What you should do — Please rewrite the stretch from the start of the records through the line containing "[[[106,42],[106,58],[108,58],[108,53],[107,53],[107,42]]]" as a two-column CSV with the headers input and output. Give only those records, one row per record, with its text in input and its answer in output, each in a single quoted field with line breaks replaced by spaces.

Given data —
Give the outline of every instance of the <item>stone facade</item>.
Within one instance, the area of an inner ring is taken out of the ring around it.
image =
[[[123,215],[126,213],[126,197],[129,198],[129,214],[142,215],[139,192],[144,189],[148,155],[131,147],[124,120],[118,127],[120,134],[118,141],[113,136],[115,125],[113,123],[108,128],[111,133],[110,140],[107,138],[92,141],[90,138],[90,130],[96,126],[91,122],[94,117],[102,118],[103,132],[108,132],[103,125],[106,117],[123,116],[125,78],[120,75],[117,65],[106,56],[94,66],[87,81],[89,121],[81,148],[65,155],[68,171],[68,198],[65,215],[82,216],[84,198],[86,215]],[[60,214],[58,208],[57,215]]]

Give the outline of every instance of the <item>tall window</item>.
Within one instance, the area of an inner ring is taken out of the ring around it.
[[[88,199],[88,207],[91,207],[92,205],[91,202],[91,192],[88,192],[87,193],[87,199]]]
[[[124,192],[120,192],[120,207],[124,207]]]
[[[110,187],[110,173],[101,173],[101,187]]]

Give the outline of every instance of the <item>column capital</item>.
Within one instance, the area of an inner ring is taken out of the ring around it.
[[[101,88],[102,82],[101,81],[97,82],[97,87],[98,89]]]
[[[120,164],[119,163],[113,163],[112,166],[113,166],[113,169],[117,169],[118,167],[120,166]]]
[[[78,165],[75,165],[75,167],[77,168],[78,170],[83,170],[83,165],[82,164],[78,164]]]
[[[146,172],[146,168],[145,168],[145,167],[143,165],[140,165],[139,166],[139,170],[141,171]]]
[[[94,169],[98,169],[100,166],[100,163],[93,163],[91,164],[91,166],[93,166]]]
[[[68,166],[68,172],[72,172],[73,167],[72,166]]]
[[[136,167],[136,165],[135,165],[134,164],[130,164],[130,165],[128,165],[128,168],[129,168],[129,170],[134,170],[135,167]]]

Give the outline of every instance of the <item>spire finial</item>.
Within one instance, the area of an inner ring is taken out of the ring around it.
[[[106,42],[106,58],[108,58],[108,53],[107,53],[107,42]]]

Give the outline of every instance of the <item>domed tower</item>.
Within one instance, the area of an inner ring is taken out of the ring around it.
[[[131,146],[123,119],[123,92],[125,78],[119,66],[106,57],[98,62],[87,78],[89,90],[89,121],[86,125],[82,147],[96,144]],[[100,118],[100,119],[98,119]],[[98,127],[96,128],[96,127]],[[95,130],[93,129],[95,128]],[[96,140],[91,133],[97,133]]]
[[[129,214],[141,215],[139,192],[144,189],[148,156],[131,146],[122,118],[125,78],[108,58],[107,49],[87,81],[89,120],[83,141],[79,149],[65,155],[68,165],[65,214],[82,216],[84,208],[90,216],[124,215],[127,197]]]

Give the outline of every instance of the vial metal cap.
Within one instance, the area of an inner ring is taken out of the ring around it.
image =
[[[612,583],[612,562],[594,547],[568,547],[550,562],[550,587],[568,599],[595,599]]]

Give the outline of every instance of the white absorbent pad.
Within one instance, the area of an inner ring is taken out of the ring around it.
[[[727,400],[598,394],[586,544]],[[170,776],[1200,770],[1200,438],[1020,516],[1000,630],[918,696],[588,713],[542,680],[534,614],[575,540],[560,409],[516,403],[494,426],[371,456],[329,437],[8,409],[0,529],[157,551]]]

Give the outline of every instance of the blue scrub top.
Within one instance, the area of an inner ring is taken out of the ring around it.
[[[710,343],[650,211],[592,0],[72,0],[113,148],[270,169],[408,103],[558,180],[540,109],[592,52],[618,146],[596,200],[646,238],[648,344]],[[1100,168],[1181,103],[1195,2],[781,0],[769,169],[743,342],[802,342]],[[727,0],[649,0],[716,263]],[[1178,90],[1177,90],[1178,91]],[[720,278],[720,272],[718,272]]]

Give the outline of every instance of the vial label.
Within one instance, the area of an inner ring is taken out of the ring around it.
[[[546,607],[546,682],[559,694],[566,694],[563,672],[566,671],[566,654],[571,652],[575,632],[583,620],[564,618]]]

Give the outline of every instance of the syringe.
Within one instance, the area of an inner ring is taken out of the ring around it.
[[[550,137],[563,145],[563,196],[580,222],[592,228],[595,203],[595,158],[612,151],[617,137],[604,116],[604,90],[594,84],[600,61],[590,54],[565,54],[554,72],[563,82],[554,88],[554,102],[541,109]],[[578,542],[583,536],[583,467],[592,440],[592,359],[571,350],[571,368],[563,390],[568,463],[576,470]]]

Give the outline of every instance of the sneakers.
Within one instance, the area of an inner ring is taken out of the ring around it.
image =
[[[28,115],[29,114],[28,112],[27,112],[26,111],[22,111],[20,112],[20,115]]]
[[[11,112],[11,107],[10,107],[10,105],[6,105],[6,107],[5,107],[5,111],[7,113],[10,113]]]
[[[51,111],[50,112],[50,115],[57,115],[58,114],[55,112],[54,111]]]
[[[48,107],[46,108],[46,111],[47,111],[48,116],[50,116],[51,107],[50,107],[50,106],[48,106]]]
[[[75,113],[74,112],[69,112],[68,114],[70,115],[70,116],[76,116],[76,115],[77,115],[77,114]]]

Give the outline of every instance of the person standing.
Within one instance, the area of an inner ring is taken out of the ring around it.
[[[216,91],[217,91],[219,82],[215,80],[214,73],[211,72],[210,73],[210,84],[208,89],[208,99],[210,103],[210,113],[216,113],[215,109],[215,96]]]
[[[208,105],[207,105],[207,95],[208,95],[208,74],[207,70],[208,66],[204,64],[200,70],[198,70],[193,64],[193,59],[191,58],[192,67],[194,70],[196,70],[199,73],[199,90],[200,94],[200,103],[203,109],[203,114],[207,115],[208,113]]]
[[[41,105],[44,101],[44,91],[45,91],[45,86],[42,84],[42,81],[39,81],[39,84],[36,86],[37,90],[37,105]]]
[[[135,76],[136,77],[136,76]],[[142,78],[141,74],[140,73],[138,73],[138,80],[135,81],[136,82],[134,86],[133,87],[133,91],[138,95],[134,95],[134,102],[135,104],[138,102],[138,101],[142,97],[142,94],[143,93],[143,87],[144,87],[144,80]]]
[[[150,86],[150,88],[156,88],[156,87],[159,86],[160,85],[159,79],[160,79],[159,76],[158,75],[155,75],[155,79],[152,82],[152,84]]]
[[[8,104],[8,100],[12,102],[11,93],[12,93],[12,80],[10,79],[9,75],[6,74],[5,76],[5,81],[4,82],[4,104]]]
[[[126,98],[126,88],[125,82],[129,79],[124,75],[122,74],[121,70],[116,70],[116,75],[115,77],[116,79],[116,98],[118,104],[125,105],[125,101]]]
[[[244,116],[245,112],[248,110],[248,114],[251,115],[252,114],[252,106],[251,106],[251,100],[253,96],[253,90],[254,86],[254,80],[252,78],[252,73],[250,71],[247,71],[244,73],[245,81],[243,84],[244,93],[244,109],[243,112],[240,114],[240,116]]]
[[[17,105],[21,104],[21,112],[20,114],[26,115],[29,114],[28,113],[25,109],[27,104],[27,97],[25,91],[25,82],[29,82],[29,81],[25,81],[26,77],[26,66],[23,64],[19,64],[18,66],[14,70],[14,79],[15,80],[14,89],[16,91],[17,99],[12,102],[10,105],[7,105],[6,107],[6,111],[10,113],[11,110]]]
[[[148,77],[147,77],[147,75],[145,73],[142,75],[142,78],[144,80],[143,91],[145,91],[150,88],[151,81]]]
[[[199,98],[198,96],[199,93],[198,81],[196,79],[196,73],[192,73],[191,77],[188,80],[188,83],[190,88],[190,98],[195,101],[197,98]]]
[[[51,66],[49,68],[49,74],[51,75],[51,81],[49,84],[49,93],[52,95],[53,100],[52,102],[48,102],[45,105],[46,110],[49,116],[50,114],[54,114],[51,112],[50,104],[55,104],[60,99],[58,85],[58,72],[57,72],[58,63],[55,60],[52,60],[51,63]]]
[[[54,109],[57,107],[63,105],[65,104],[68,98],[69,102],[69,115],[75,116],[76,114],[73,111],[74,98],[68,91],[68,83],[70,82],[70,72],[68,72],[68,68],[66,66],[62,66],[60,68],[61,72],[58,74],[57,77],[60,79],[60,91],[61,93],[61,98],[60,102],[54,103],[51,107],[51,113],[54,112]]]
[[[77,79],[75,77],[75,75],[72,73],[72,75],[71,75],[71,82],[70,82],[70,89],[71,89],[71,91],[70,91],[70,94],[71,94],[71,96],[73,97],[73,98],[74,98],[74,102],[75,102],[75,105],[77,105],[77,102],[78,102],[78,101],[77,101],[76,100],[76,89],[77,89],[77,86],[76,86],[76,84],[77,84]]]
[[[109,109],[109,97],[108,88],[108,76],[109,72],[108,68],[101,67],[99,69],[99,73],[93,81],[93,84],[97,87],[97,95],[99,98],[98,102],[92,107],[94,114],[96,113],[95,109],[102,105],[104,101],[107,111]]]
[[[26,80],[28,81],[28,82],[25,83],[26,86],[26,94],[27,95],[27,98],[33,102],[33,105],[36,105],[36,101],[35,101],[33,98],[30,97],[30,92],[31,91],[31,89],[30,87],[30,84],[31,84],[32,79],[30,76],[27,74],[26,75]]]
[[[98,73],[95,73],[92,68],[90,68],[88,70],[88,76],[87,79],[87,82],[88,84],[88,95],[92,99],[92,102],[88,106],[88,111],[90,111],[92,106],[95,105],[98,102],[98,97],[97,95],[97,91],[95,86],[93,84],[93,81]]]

Complete output —
input,output
"Give the outline of every instance of the <item>stone facade</item>. Within one instance, the area of an inner ring is taken out of the ring around it. image =","[[[123,215],[126,213],[126,197],[129,198],[129,214],[142,215],[139,192],[144,189],[148,155],[131,147],[124,120],[118,127],[120,134],[118,141],[113,136],[115,125],[113,123],[108,128],[111,133],[110,140],[107,138],[92,141],[90,138],[90,130],[96,126],[91,122],[94,117],[102,118],[103,132],[108,132],[103,125],[106,117],[123,116],[125,78],[120,75],[117,65],[106,56],[94,66],[87,81],[89,121],[81,148],[65,155],[68,171],[68,198],[65,215],[82,216],[84,198],[86,215]],[[60,214],[58,208],[57,215]]]"
"Give the outline of every instance of the <item>tall window</item>. Within one instance, the area of an inner ring is taken out of the ring around it.","[[[88,199],[88,207],[91,207],[92,205],[91,202],[91,192],[88,192],[87,193],[87,199]]] [[[124,192],[120,192],[120,207],[124,207]]] [[[110,187],[110,173],[101,173],[101,187]]]"
"Give the outline of every instance of the <item>column capital</item>. Within one instance, the area of an inner ring is taken out of the ring around it.","[[[101,88],[102,82],[101,81],[97,82],[97,87],[98,89]]] [[[120,164],[119,163],[113,163],[112,166],[113,166],[113,169],[117,169],[118,167],[120,166]]] [[[78,165],[75,165],[75,167],[77,168],[78,170],[83,170],[83,165],[82,164],[78,164]]] [[[146,172],[146,168],[145,168],[145,167],[143,165],[140,165],[139,166],[139,170],[141,171]]] [[[94,169],[98,169],[100,166],[100,163],[93,163],[91,164],[91,166],[93,166]]] [[[68,166],[68,172],[72,172],[73,167],[72,166]]] [[[136,167],[136,165],[135,165],[134,164],[130,164],[130,165],[128,165],[128,168],[129,168],[129,170],[134,170],[135,167]]]"
"Give the outline of every instance of the <item>spire finial</item>. Within one instance, the area of an inner ring is taken out of the ring around it.","[[[106,42],[106,58],[108,58],[108,53],[107,53],[107,42]]]"